-- start of MATERIAL TO PROCESS --

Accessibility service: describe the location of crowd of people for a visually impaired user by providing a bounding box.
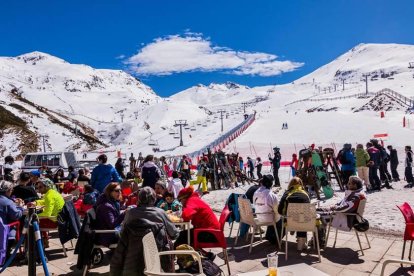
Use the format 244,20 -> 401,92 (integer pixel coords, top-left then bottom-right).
0,139 -> 414,274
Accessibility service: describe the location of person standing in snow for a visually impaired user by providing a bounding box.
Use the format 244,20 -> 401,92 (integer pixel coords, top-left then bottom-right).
355,144 -> 371,191
367,142 -> 381,191
269,147 -> 282,187
256,157 -> 263,179
247,156 -> 254,179
339,144 -> 355,187
387,145 -> 400,181
290,153 -> 299,176
141,155 -> 161,189
404,146 -> 414,188
91,154 -> 122,193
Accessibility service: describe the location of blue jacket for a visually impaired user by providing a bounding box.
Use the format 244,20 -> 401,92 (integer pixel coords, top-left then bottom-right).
0,194 -> 23,224
341,150 -> 356,172
91,164 -> 122,193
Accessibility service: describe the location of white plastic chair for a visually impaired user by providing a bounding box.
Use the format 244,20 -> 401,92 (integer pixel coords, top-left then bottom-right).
142,232 -> 204,276
325,199 -> 371,256
82,208 -> 118,276
234,197 -> 280,254
285,203 -> 321,262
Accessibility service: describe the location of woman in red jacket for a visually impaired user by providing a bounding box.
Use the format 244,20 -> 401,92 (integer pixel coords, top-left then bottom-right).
174,186 -> 220,251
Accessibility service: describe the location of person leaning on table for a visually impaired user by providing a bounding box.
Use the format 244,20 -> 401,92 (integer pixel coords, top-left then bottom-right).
28,178 -> 65,248
110,187 -> 179,276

-- end of MATERIAL TO PROCESS --

* **INSTRUCTIONS FOR THE TASK**:
Output every line of the rows above as a numbered list, omitting blank lines. Leave the pictures out of the list.

* **RESPONSE TO THIS EXERCISE**:
1. Accessibility service: describe the location of crowd of people for a visually impaired user by providing a bounding box.
2. Use the format 244,20 -> 401,92 (integer pixel coords, top-left then bottom-right).
3. 0,139 -> 414,274
4. Accessibility service: describe the location of person standing in snow for a visually impaired user by providing a bounding box.
5. Use the format 244,20 -> 401,92 (integer pixel coords, top-left then bottom-right).
6. 355,144 -> 371,191
7. 367,142 -> 381,191
8. 269,147 -> 282,187
9. 256,157 -> 263,179
10. 247,156 -> 254,179
11. 339,144 -> 355,187
12. 387,145 -> 400,181
13. 290,153 -> 299,176
14. 141,155 -> 161,189
15. 404,146 -> 414,188
16. 91,154 -> 122,193
17. Accessibility service: describe the location of blue jacket for a visually impaired user by providing a bounding box.
18. Use the format 244,20 -> 401,92 (integer pixel coords, top-left then bottom-right).
19. 0,194 -> 23,224
20. 341,150 -> 356,172
21. 91,164 -> 122,193
22. Accessibility service: describe the location of white plastic chair for a visually impaired user by providing a bounding box.
23. Use the format 244,20 -> 401,92 (integer pixel coords, top-left then bottom-right).
24. 142,232 -> 204,276
25. 325,199 -> 371,256
26. 82,208 -> 118,276
27. 234,197 -> 280,254
28. 285,203 -> 321,262
29. Accessibility service: describe the location of woman in red jacket for a visually impaired user by providing a bounding box.
30. Use the format 244,20 -> 401,92 (integer pixel coords, top-left then bottom-right).
31. 174,186 -> 220,251
32. Accessibility service: describe the location of person leaning on table for a visually impaired user by providing a bounding box.
33. Use the format 244,20 -> 401,92 (integer pixel coords, top-left then bottom-right).
34. 28,178 -> 65,248
35. 110,187 -> 179,276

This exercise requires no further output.